- _Exercise materials_
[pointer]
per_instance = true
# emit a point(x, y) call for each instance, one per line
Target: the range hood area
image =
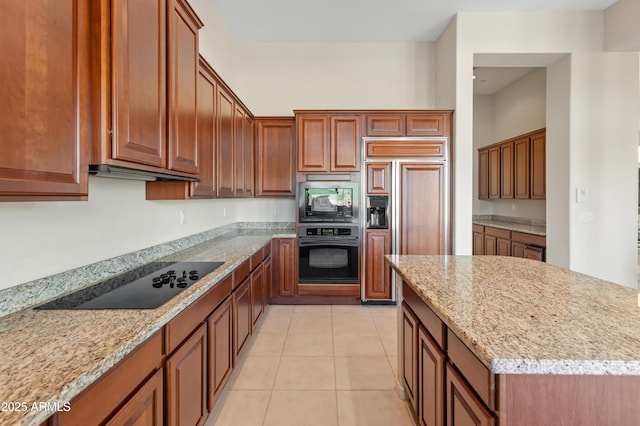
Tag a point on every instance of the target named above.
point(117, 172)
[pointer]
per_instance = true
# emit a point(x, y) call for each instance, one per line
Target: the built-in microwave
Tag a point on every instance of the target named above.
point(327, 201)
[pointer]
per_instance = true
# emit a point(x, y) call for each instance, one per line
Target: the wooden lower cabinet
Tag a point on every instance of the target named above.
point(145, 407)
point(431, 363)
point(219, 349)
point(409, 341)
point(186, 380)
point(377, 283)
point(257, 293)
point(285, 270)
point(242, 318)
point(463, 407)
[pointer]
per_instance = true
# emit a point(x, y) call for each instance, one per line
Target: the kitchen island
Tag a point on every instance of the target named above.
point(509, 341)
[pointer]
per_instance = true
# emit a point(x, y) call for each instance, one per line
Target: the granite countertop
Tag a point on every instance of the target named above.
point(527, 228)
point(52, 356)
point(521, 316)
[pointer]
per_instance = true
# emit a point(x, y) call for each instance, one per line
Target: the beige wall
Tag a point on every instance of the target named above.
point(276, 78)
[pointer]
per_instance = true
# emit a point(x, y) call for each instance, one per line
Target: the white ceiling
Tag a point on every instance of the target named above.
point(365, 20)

- _What needs to be done_
Reproduce every entry above word for word and in the same order, omitting the picture.

- _Final result_
[pointer]
per_instance = true
# emit a point(x, y) call for each instance, one per line
Target: the range hood area
image =
Tag a point on every instance of the target named above.
point(117, 172)
[pointer]
per_instance = true
# emit a point(x, y) call for each instance, one per line
Target: the built-in microwave
Tag a point on every instance of the target named above.
point(327, 201)
[pointer]
per_instance = true
# emit a point(x, y) call for each instance, one per line
Target: the wooden lower cabinet
Tag a point on every instance of the target named above.
point(145, 407)
point(431, 363)
point(219, 349)
point(409, 341)
point(186, 380)
point(377, 283)
point(257, 293)
point(285, 270)
point(242, 318)
point(463, 407)
[pointer]
per_instance = true
# emit a point(x, y) call for each instance, one per line
Target: the kitchen island
Tag a point on every instance of the target named above.
point(509, 341)
[pointer]
per_instance = true
# emit a point(x, y) call for each instance, one per line
Target: the granite countertop
Tag a point on every instance of the target named above.
point(527, 228)
point(52, 356)
point(521, 316)
[pointer]
per_instance = true
# emit a point(x, y) call for each instance, one per line
Target: the beige wall
Tag a point on every instance of the target named above.
point(276, 78)
[pointer]
per_instance = true
# emit a point(x, y) call for each instance, one per line
Target: the white ceiling
Tag a point on every instance of the target named above.
point(365, 20)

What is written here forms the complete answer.